═════ LISTED RECORDS

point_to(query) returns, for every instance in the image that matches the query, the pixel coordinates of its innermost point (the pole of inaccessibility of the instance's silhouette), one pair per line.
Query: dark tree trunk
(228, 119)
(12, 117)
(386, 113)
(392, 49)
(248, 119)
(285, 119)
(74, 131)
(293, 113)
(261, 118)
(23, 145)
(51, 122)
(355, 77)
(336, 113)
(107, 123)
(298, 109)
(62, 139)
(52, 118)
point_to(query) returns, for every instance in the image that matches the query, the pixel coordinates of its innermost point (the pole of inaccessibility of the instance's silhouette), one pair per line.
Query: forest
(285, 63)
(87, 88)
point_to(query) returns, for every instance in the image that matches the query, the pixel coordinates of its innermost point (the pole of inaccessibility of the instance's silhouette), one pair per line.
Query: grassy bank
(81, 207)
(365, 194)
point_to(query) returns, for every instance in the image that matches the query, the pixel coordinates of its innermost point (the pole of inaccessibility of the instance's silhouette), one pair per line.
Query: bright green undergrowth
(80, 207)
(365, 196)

══════════
═════ LISTED RECORDS

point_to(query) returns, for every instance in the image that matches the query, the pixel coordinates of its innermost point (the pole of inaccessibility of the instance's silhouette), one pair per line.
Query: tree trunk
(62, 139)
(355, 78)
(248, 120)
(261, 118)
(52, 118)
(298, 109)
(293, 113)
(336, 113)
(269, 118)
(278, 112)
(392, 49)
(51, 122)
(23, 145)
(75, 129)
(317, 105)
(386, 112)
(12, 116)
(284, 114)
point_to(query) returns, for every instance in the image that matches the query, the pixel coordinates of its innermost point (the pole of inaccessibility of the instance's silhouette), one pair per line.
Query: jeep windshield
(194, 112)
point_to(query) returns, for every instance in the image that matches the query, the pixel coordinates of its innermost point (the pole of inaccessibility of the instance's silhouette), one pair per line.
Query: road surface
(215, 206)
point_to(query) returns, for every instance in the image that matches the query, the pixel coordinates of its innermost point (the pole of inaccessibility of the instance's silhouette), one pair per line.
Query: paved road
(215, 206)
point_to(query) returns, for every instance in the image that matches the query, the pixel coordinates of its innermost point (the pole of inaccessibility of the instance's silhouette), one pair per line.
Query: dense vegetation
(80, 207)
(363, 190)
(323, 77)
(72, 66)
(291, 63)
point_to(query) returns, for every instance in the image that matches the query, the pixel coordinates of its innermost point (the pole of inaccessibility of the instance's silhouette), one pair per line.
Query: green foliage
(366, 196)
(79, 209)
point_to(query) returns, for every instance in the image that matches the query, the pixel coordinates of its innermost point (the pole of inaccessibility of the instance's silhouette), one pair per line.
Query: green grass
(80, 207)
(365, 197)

══════════

### [YOUR GOAL]
Tally the lines above that contain the word "green", and reply with only that number.

### [RESPONSE BELOW]
3